* [What you need to do] Single out the lines of the material that contain "provide" and copy them.
Information supplied START
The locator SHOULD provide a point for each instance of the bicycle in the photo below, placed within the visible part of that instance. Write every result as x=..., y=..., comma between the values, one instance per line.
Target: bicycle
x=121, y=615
Information supplied END
Information supplied START
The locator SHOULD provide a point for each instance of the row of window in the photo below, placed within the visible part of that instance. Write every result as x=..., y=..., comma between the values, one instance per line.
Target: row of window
Information supplied END
* [Result of the exercise]
The locator SHOULD provide a point for each instance of the bicycle in the photo below, placed within the visible part of that instance. Write every result as x=..., y=..., comma between the values, one instance per line.
The locator SHOULD provide a point for each instance of the row of window in the photo below, placed within the visible part of that instance. Write every result as x=..., y=..., comma between the values, one instance per line.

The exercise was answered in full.